- _Written instruction_
Copy out all of the data below, including the requests, but multiply every coordinate in the answers by 1.3 and round it to a whole number, rounding halves up. Leave the pictures out.

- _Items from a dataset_
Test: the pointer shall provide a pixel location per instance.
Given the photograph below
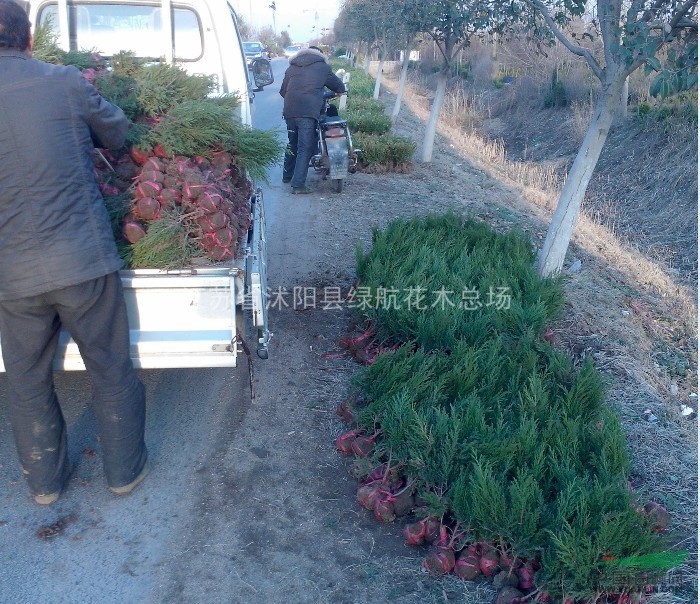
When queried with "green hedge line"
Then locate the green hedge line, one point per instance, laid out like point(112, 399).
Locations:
point(370, 126)
point(500, 432)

- _Exercise response_
Test: the pointer shall provide a pixel location per instance.
Given the photograph below
When queried with "green hedge line"
Then locate the green hedge line, one point per instance, laid out like point(112, 399).
Locations:
point(481, 164)
point(650, 562)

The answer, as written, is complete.